### What is needed
Repeat every row below word for word, without adding or changing anything.

╔══

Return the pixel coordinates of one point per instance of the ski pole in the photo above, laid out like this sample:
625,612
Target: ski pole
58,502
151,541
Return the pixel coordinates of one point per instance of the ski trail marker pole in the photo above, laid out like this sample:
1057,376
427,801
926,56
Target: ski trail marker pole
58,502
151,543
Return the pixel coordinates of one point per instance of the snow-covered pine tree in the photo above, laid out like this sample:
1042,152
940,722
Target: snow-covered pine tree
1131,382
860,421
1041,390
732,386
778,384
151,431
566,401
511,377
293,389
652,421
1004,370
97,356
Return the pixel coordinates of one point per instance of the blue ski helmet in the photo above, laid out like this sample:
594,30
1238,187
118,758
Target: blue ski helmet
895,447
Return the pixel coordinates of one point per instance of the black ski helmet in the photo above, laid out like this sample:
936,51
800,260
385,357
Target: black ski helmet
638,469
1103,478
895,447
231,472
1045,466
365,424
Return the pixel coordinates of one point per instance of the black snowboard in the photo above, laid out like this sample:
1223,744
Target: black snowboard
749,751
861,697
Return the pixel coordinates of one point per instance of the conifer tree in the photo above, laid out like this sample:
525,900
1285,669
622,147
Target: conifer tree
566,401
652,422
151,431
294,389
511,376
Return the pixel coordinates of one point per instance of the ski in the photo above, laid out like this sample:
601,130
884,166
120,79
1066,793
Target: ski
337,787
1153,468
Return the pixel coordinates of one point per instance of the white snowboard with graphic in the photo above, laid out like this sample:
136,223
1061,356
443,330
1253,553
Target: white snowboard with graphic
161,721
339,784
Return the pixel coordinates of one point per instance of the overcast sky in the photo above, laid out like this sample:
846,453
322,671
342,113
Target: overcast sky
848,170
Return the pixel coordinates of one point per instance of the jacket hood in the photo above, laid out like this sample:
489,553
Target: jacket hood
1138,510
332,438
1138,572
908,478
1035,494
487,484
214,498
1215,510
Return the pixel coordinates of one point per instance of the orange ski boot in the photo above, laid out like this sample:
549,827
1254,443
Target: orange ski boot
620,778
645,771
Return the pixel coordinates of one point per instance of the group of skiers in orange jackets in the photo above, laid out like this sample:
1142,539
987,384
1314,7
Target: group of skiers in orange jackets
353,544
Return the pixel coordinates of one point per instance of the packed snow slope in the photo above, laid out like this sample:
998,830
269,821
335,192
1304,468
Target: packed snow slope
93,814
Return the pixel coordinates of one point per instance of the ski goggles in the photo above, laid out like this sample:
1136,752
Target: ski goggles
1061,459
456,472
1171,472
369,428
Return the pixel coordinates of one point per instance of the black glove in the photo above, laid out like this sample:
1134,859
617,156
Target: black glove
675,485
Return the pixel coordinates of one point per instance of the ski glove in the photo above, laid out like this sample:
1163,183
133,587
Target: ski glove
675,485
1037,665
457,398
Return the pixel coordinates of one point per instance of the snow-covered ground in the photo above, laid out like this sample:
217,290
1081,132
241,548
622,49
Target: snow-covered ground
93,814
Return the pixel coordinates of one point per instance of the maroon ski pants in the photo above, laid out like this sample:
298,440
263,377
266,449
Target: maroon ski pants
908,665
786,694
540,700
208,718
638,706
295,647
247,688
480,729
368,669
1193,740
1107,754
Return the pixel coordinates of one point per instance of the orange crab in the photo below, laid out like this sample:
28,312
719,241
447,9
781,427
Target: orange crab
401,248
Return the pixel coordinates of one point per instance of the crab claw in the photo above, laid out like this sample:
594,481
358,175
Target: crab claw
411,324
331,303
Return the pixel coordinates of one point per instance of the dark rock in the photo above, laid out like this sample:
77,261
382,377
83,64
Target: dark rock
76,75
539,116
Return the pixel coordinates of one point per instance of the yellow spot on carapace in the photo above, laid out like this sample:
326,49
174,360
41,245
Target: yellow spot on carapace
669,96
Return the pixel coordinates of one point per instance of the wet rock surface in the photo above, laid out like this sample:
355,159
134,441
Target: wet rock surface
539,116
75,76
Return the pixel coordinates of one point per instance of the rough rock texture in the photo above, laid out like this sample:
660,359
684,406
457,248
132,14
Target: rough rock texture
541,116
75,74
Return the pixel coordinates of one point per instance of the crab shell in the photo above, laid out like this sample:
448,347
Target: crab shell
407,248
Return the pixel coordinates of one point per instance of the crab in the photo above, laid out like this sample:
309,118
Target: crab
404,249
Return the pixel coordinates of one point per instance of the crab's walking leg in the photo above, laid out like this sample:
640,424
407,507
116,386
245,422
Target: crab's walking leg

╚══

### Task output
Return the pixel coordinates of one point per instance of the ski pole in the photo above, laid out like this sample:
625,612
Target: ski pole
58,502
151,541
Return the pixel coordinates of one point per instance of the ski trail marker pole in the photo above, laid out like this sample:
1057,376
427,801
926,56
Target: ski trail marker pole
58,502
151,543
Return the pixel coordinates of one point per instance of the snow-covered pine tree in the photo above, laid out like this sample:
1042,152
940,722
Target: snow-covered pine tree
1131,382
860,421
1041,390
732,386
778,384
151,431
566,401
511,377
293,389
652,421
1004,370
97,356
Return the pixel coordinates of one point per instance of the blue ski helmet in the photo above, laid out like this sample:
594,30
1238,187
118,758
Target: blue ski helmet
895,447
Return the pixel coordinates of one point per instance of the black ski helmet in the photo above, laid out like this sample:
936,51
800,260
385,357
Target: black ski helmet
638,469
1103,478
895,447
231,472
1045,466
365,424
Return the pixel coordinates of one point per instance of the black snowboard in the photo above, laid out like this sample:
1223,744
Target: black snowboard
749,751
861,697
Return the pixel coordinates of one point per instance of the conifer tree in the photo above, laid out like this sample:
525,900
1285,669
622,147
Target: conifer tree
566,401
652,422
151,431
294,389
511,376
Return the pixel coordinates of one point per instance of the ski in the photo above, laid out like this sample:
601,130
884,166
120,79
1066,793
Target: ski
337,787
1153,468
Return the pixel coordinates of one point per instance of the white snowboard with graphic in the photo above, laid out like this sample:
136,223
1061,356
443,330
1253,553
Target: white snowboard with graphic
161,721
339,784
Return the pixel coordinates of one point per instance of the overcast sky in the photo above, laid out like this sample:
846,453
322,671
342,113
Target: overcast sky
848,170
Return the pixel coordinates of one point per instance of the jacket hood in the photo above, laid out like this sample:
489,553
Target: jacket hood
1138,510
332,438
1138,572
908,478
1035,494
487,484
214,498
1215,510
Return the pixel coordinates of one point per instance of the orange ski boot in the photo above, laid out like this sample:
549,827
1254,443
Target: orange ski boot
620,778
645,771
Return the pixel coordinates of one point per instance of the group of skiers in orange jackets in the photo above, laid out like this sample:
1142,539
987,384
1314,7
Target: group of skiers in orange jackets
353,544
Return the pixel coordinates of one point per instance of the packed snow slope in the photo above, laid out like this sample:
998,830
269,821
335,192
1304,468
Target: packed snow slope
93,814
Return the pixel coordinates of one point per instance of the ski goggles in the photo above, laid out like this sample:
1136,752
Target: ski goggles
1061,459
456,472
1171,472
369,428
Return the pixel coordinates of one point per instance of the black glove in the photo above, laid out like this sample:
1134,859
617,156
Target: black glove
675,485
Return the pixel coordinates of one point per instance of the ski glove in the photo above, laid out like this sample:
1163,183
133,587
Target: ski glove
675,485
1037,665
457,398
Return the pixel coordinates of one point per instance of the snow-covered ground in the photo above, laid out like this sample:
217,290
1081,132
241,548
622,49
Target: snow-covered ground
93,814
Return the pixel coordinates of one point per instance of the maroon ski pants in the photo above, laid out like this sample:
298,440
263,377
266,449
Target: maroon ski pants
908,665
786,694
540,700
208,718
638,706
295,647
247,688
480,729
368,669
1193,740
1107,754
Return the pixel coordinates of one point per instance of the orange crab in the photo below, laid out like this sample:
28,312
719,241
447,9
781,427
Target: orange crab
401,248
Return the pixel coordinates of one point per instance of the crab claw in the photo above, laid out like this sample:
594,481
358,175
Target: crab claw
411,324
331,303
Return the pixel coordinates of one point per instance of the dark rock in the photo above, laid out like this sample:
77,261
382,377
83,64
Target: dark rock
76,75
539,116
Return the pixel coordinates of one point per instance of the yellow spot on carapace in the photo above, laid out like this sample:
326,49
174,360
41,245
Target: yellow spot on carapace
669,96
Return the pixel coordinates of one point per instance of the wet rock surface in the photo above, laid out like this sample:
355,159
134,441
Target: wet rock surface
539,116
75,76
Return the pixel coordinates of one point per instance of the rough rock texture in the photo above, laid out like this sample:
660,359
684,406
457,248
132,14
Target: rough rock texture
541,116
75,74
Return the pixel coordinates of one point per instance of the crab shell in the photo above, laid out like this sample:
448,347
Target: crab shell
407,248
Return the pixel coordinates of one point per instance of the crab in the photo above, laid out like this sample:
309,118
Target: crab
404,249
Return the pixel coordinates of one point per instance of the crab's walking leg in the photo above, laid out like this sample:
640,424
407,507
116,386
245,422
Target: crab's walking leg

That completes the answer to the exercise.